- _WHAT THE TASK REQUIRES_:
Locate every line in the records below that contains the word "Segment" and copy each of those lines.

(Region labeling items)
▬▬▬▬▬▬

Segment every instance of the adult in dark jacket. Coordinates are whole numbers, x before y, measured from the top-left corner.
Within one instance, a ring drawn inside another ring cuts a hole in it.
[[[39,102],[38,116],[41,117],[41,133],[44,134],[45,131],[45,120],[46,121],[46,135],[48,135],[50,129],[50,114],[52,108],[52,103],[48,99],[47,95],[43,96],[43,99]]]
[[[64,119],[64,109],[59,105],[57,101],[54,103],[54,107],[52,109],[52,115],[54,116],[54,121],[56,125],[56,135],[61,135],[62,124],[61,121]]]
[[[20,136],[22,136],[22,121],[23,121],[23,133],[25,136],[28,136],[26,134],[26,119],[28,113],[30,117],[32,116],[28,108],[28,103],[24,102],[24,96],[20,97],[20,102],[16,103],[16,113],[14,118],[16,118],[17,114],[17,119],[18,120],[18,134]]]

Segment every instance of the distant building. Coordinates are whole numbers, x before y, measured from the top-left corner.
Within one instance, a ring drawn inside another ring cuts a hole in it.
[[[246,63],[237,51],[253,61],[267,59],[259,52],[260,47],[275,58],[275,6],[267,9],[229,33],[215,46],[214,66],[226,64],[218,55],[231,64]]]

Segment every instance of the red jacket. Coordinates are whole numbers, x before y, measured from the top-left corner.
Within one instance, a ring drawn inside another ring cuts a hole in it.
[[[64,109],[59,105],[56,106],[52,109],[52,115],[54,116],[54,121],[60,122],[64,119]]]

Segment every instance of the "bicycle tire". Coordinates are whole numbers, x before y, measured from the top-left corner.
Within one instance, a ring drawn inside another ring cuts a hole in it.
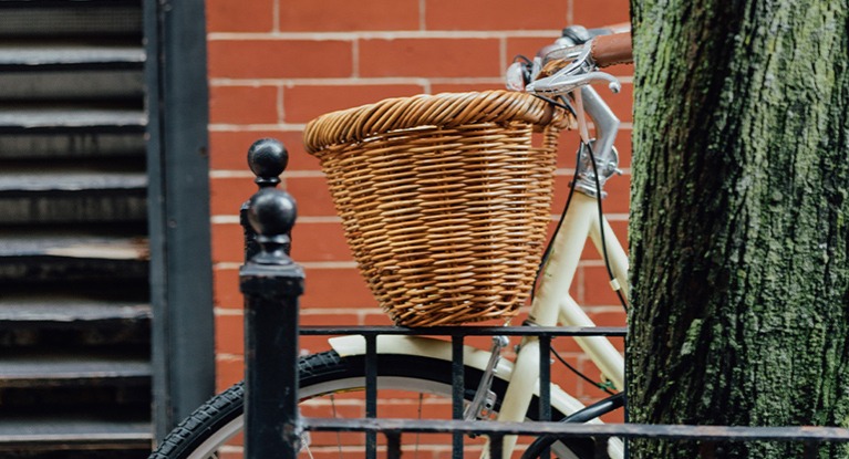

▬▬▬▬▬▬

- _COMPLETE OUTPUT_:
Segment every instance of the adult in dark jacket. Coordinates are whole numbers, x before y, measured from the top-left corner.
Segment every instance of the distant building. Coordinates are whole numbers, x before y, measured from the top-left corner.
Segment every instance of the red jacket. Coordinates are whole numbers, x before y, measured from the top-left corner.
Segment every instance of the "bicycle tire". Coordinates are whole numbers, x before y, measured from the top-left corner.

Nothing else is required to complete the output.